(OBJECTIVE) In the part of the records that opens with the line containing "[find] the foreground" and closes at the end of the records, replace "small lake" with "pond". Reproduce only those lines, leaving everything else unchanged.

(RECORDS SHOWN)
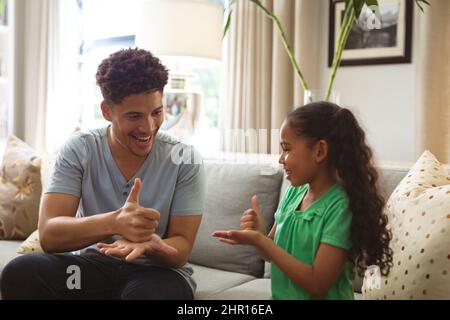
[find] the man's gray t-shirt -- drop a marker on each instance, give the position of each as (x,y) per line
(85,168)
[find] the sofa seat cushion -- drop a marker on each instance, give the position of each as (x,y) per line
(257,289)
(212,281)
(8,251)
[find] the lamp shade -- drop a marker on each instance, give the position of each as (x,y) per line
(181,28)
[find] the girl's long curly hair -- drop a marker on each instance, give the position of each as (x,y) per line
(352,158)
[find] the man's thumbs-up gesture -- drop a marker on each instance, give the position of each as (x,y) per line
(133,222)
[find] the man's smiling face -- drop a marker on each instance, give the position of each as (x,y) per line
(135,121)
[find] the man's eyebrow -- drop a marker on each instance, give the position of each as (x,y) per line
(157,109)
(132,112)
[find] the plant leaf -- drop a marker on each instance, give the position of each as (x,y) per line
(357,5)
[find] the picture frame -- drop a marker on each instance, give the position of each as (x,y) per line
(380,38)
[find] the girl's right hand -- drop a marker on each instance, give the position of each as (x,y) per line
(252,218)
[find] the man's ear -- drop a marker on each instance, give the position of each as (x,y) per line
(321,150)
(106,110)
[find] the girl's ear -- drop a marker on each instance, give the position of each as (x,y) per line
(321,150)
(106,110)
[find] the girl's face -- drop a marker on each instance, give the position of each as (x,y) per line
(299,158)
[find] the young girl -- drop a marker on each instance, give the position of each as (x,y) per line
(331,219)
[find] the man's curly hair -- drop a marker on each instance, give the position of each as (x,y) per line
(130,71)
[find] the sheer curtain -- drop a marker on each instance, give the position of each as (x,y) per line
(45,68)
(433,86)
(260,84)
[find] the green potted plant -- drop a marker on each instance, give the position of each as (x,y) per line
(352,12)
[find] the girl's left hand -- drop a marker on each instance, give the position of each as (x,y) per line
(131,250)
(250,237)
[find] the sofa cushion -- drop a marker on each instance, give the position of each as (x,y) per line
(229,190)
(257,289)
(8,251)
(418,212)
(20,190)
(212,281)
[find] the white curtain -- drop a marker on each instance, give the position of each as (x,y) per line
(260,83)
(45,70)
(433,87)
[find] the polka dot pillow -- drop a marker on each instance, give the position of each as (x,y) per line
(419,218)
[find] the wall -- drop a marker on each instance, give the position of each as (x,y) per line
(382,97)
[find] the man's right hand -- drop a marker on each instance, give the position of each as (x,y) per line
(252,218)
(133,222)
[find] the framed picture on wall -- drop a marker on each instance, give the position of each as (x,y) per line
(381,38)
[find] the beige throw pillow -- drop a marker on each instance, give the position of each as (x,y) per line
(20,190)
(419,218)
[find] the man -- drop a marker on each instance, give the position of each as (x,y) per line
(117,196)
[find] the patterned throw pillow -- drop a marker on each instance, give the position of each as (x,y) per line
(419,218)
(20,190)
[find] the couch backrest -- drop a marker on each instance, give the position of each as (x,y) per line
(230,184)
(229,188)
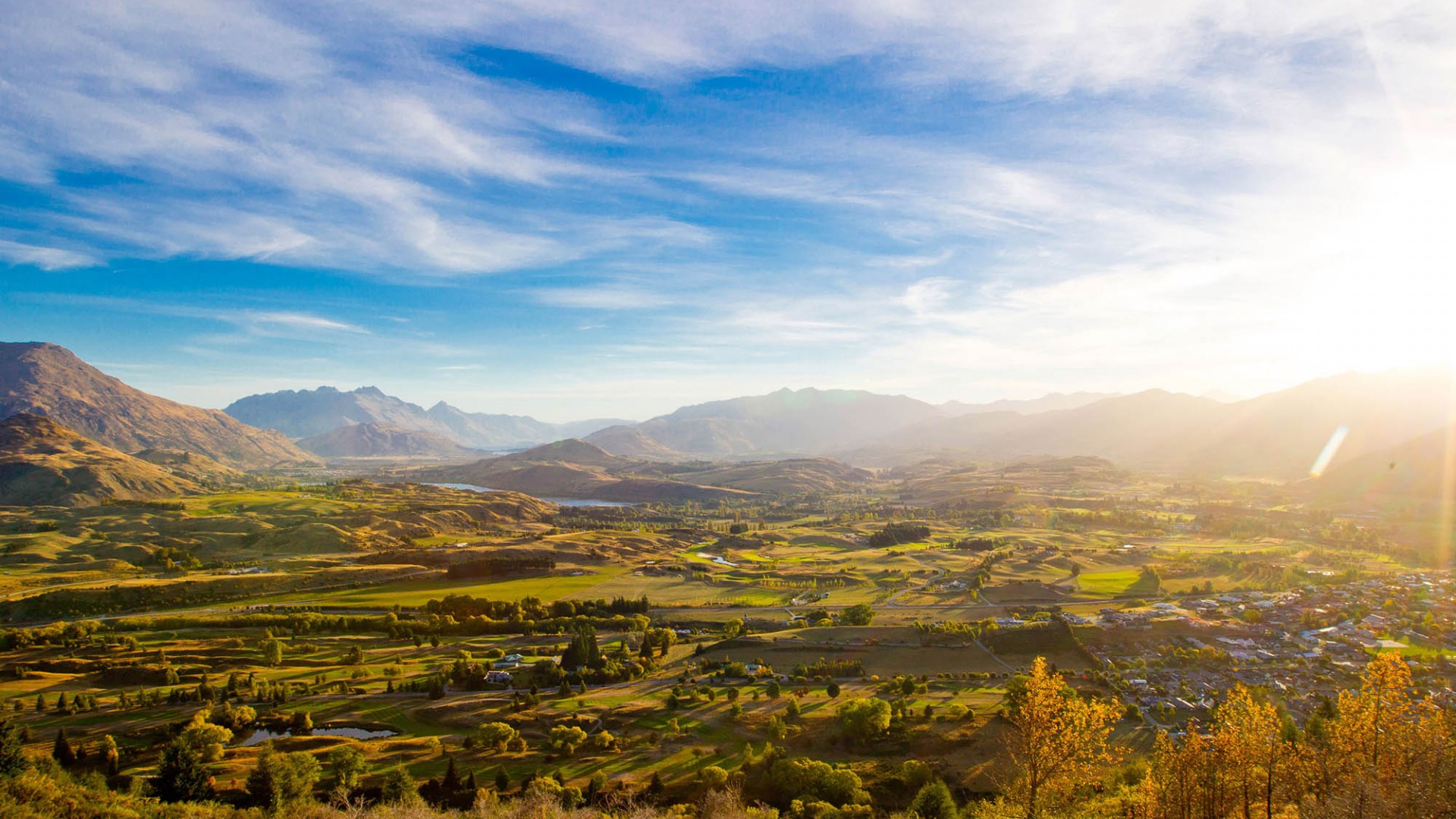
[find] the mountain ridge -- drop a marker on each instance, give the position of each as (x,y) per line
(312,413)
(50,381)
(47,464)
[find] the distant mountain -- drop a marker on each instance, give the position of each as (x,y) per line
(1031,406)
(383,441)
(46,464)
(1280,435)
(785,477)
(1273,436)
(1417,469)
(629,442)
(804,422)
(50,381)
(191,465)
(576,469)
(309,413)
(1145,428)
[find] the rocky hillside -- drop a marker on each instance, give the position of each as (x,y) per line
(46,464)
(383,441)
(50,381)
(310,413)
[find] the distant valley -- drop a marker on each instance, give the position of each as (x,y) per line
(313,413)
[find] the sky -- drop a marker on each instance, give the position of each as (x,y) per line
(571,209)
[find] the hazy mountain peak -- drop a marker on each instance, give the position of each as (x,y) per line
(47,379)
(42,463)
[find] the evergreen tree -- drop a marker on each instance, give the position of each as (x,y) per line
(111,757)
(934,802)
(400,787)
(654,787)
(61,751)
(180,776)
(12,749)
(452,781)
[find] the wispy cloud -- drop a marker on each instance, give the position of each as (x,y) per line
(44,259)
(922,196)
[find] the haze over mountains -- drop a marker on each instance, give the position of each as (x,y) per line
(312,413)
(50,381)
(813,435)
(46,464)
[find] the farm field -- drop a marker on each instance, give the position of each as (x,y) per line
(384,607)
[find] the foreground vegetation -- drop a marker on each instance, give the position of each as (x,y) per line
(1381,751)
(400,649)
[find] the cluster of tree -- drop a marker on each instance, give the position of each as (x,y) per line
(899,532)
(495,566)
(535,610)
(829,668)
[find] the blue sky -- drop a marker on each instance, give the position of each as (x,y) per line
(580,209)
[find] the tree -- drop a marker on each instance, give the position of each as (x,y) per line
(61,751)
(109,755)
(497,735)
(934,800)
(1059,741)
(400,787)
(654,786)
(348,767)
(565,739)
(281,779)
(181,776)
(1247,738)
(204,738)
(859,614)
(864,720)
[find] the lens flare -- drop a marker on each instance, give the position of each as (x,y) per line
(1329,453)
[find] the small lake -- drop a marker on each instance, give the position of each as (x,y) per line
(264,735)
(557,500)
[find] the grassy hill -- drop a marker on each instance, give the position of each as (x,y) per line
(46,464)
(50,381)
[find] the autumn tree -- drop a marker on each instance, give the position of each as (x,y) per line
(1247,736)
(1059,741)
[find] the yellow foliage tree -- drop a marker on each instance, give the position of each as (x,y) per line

(EXERCISE RESULT)
[find] the foreground vegetation -- drop a marker on each instance, give the position of each as (x,y) per line
(1381,751)
(400,649)
[find] the cluster of tree -- drop a marker on each instance, give the position of each as (x,y) per line
(899,532)
(495,566)
(535,610)
(829,668)
[find] the blue sky -- drop a marker on each instance, give the position of each as (x,y) per line
(580,209)
[find] the tree -- drop a marker on each instance, give the position of each as (x,y) per line
(61,751)
(109,755)
(497,735)
(934,800)
(1059,741)
(400,787)
(654,786)
(348,767)
(565,739)
(281,779)
(181,776)
(1247,738)
(204,738)
(859,614)
(864,720)
[find] the lens flare -- drop a marker on each instance, give the position of each as (x,y) per line
(1329,453)
[find] the pond -- drop a marker on each instance, give the position of each as (x,y) per line
(264,735)
(557,500)
[find] the grassy hill -- drop a marker on each instance, give the position of each as (x,y) per line
(46,464)
(50,381)
[find] the autumn tree -- drop a marker on each instance, give the position of each as (x,y) per line
(1247,736)
(1059,741)
[find] the yellow foliage tree -- drop a marker on each instance, give the position of each as (x,y) per line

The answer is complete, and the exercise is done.